*** Material for the task ***

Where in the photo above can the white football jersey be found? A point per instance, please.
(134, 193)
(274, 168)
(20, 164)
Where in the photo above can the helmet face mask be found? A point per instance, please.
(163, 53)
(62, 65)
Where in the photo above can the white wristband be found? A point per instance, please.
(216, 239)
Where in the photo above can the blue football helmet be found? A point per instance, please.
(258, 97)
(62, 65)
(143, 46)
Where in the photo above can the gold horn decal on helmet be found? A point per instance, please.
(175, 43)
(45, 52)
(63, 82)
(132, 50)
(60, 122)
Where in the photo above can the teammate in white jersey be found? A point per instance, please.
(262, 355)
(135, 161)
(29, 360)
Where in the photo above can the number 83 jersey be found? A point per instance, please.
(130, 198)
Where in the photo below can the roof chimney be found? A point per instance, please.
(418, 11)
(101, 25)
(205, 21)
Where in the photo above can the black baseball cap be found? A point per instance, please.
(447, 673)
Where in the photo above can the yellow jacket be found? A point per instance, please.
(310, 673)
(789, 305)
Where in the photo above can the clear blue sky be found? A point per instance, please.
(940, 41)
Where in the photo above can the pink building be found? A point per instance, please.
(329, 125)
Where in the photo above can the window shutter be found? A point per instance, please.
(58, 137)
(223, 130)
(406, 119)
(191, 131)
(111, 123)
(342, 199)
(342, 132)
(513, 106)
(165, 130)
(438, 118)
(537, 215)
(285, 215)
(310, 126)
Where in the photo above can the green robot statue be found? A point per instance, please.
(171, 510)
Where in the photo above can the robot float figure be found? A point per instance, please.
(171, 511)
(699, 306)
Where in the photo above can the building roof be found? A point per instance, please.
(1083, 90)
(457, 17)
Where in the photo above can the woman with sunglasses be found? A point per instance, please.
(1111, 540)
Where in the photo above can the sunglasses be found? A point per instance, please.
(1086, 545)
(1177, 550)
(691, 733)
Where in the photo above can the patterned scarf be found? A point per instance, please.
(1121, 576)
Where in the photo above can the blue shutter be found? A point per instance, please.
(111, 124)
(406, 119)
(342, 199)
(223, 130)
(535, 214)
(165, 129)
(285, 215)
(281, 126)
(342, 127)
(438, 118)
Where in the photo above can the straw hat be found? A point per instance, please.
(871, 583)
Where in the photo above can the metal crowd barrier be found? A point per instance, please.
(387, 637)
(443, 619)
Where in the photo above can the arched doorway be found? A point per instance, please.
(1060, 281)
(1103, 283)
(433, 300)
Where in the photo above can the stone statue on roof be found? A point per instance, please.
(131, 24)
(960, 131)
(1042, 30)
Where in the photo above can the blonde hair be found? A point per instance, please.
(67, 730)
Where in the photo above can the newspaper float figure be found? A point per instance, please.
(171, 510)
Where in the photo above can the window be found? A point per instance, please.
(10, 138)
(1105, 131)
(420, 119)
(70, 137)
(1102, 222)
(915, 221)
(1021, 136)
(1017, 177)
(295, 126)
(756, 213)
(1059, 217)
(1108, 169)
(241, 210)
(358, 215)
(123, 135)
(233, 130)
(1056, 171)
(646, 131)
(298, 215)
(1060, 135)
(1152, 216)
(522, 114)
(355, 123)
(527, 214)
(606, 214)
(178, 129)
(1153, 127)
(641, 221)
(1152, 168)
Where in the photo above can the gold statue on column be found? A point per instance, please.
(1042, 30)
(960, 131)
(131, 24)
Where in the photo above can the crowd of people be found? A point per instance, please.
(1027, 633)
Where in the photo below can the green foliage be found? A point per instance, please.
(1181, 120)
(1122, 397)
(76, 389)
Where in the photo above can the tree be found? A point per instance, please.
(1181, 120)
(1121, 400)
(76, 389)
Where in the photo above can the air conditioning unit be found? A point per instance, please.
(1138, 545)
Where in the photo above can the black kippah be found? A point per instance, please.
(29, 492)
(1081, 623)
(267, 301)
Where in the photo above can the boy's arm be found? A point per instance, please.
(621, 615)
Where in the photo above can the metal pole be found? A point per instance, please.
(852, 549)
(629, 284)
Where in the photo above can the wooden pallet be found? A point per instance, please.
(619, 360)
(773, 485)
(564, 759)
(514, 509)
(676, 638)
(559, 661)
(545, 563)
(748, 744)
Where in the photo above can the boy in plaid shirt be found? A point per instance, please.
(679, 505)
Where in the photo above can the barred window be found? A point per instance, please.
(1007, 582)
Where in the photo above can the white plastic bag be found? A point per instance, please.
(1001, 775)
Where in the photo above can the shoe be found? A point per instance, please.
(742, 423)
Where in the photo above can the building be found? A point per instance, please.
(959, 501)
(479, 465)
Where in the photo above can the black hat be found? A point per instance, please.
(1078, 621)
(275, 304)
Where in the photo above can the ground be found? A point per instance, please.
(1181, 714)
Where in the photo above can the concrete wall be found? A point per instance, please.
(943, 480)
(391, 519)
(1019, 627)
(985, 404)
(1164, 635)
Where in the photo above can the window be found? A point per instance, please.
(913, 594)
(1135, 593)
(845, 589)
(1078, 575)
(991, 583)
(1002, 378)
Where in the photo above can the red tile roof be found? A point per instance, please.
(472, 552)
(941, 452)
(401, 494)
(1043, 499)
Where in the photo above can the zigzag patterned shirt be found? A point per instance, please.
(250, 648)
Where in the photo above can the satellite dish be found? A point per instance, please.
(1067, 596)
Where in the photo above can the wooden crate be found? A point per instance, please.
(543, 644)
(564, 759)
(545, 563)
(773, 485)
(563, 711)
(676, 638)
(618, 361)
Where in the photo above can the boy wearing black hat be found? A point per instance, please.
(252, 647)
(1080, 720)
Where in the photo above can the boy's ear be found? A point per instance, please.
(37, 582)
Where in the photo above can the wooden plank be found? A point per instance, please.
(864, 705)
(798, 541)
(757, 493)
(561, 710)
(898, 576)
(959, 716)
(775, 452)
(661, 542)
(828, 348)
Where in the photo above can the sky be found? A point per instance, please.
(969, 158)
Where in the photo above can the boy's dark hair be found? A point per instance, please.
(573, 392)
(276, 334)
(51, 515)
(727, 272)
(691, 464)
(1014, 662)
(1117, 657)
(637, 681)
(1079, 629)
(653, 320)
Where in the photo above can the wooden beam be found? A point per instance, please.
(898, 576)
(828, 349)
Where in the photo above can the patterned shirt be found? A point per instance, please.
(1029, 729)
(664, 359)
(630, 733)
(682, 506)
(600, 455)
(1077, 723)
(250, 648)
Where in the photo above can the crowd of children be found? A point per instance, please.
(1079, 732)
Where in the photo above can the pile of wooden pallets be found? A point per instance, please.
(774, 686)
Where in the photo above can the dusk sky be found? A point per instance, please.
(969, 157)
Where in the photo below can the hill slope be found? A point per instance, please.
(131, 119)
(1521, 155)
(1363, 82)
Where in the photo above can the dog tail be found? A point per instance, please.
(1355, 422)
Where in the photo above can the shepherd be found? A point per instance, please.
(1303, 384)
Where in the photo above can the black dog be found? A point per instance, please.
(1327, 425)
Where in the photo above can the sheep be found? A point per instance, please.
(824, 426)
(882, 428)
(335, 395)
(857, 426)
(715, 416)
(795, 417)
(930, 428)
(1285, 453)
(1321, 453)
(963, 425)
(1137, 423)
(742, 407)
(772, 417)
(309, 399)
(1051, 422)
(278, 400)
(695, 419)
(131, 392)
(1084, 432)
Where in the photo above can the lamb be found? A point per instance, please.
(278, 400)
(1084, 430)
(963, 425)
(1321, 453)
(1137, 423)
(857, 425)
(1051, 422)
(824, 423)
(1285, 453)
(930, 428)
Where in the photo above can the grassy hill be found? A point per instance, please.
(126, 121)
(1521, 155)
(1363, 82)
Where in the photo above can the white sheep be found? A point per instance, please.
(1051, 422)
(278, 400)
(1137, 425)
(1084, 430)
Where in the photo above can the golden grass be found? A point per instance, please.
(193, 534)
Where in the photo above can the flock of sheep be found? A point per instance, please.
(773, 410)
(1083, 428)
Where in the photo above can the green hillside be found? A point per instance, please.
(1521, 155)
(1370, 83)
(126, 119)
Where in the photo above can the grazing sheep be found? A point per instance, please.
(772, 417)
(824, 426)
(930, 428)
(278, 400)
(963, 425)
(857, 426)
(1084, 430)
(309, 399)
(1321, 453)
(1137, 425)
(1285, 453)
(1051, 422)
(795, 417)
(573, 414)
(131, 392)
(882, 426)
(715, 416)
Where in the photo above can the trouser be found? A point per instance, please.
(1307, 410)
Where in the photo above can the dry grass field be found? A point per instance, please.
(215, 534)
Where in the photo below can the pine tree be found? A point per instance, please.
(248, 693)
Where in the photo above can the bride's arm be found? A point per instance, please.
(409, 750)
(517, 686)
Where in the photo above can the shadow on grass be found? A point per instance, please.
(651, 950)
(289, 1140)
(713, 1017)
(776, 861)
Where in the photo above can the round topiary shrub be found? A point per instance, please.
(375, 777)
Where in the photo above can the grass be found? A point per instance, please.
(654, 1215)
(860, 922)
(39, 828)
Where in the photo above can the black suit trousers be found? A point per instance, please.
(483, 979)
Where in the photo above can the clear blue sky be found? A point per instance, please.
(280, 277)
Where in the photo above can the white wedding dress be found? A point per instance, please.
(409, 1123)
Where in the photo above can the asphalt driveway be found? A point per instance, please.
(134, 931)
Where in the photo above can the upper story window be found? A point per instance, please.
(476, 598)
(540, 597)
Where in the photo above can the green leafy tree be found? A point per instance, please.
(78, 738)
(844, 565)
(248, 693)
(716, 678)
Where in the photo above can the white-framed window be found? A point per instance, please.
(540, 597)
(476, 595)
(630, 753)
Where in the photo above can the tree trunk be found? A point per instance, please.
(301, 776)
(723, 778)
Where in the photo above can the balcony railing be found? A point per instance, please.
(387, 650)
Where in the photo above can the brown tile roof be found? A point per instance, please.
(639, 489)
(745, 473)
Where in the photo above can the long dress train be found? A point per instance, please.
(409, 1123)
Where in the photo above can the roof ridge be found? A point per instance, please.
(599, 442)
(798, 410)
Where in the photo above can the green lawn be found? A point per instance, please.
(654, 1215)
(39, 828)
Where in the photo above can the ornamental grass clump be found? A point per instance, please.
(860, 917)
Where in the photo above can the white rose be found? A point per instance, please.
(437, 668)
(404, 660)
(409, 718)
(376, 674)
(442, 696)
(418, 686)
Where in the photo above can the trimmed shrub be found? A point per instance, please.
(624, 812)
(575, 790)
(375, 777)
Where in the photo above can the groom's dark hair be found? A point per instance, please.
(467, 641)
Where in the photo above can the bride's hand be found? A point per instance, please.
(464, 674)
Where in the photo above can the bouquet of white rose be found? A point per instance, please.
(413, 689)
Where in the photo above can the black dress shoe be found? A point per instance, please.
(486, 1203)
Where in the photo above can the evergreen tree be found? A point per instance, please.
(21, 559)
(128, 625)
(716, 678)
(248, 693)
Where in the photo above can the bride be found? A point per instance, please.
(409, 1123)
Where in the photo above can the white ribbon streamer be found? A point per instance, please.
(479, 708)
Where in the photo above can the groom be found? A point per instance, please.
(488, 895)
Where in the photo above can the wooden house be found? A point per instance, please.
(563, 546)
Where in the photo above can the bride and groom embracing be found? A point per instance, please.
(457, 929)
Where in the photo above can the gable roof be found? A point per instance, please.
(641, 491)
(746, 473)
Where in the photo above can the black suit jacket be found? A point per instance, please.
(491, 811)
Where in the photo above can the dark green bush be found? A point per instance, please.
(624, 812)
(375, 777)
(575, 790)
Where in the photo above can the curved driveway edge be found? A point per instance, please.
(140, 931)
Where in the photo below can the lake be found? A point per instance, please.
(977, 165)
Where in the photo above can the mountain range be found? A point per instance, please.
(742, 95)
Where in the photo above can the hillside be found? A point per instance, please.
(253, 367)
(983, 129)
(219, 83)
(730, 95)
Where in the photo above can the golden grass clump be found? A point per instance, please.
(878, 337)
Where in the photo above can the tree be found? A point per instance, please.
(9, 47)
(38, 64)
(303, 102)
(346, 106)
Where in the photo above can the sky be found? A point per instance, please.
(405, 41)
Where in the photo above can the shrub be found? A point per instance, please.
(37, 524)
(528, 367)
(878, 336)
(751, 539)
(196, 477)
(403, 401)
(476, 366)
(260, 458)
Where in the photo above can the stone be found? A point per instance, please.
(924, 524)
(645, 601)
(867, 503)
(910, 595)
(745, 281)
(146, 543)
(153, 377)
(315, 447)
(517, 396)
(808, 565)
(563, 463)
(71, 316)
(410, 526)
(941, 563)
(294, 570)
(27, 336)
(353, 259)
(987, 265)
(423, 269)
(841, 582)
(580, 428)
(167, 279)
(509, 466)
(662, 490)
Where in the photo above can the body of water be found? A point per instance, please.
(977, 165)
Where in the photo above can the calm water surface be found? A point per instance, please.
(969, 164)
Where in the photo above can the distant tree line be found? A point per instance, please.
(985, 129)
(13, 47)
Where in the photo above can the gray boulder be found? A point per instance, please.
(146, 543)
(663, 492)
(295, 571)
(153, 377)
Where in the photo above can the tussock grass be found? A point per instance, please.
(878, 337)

*** End of Material for the task ***

[Task item]
Nothing but the lines from the line that contains "Where in the photo above can the calm" to the last line of the records above should appear in the answer; please copy them exactly.

[Exercise response]
Where in the photo above can the calm water surface be found? A point per instance, please.
(969, 164)
Where in the photo above can the distant tree line be found? A point per instance, please.
(985, 129)
(13, 47)
Where in the photo above can the gray boulder be found? A point per instance, please.
(146, 543)
(663, 492)
(295, 571)
(153, 377)
Where in the photo above can the tussock grass be found? A point per instance, please.
(878, 337)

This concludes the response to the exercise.